(Beginning of EXTRACT PROVIDED)

SANTA MONICA — According to a newly released study completed last year by the environmental advocacy group, Heal the Bay, three popular swimming holes in Santa Monica were tested for water quality. The results found poor water quality at two of the three, containing enough fecal matter to potentially cause a public health risk.

A string of tests were taken for E. coli and Enterococcus bacteria, and the results of the tests found the worst waters at Malibu Creek State Park near Calabasas, while the best waters were at Solstice Canyon waterfall, on National Park Service land off of the PCH.

Malibu Creek at the State Park, found as having the worst water during the study.
Malibu Creek at the State Park, found as having the worst water during the study.

Of the samples taken from Las Virgenes Creek, 61% exceeded health limits for Enterococcus, while 28% exceeded limits for E. coli. Of samples taken from the Rock Pool, 22% exceeded limits for Enterococcus, while 11% exceeded limits for E. coli. The researchers blame bacteria and other microorganisms from human waste that has leaked from septic tanks or sewage tanks upstream, or from animal waste from water runoff.

Researchers say that the bacteria that was found is not harmful in themselves, but it may indicate fecal matter and a host of disease-causing microorganisms. Katherine Pease, a watershed scientist for Heal the Bay posted the percentage results on her blog, concluding that they found fecal indicator bacteria, which means there is a higher likelihood that you can get sick with a skin rash, stomach illness, or intestinal illness or infections. The Heal the Bay “stream team” study was conducted twice a week from June to September of last year and determined a “likely public health risk.” They have recommended posting signs and educating the public on the risks.

On Pease’s blog regarding the results of the study, she includes personal safety tips for the public and states, “We plan to meet with staff from LA County Department of Public Health, State Parks, and the National Park Service to discuss our results and advocate for public health protection. We hope to continue monitoring water quality this summer to determine whether the trends stay consistent.”

(End of EXTRACT PROVIDED)

WHAT YOU WILL DO:
In the article on swimming-hole water quality, how often and over what months was the Heal the Bay "stream team" study conducted? The items are separate material and do not relate to the article on swimming-hole water quality.

(Beginning of MATERIAL PROVIDED)

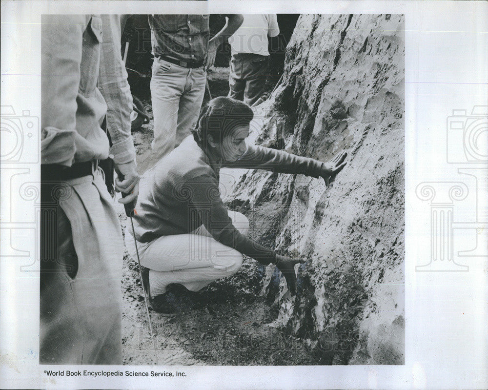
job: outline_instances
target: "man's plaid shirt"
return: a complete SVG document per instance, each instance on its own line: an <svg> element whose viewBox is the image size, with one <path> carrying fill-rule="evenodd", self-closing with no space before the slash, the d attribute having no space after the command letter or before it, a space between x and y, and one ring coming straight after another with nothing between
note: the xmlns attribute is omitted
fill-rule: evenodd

(End of MATERIAL PROVIDED)

RESULT BELOW:
Twice a week, from June to September.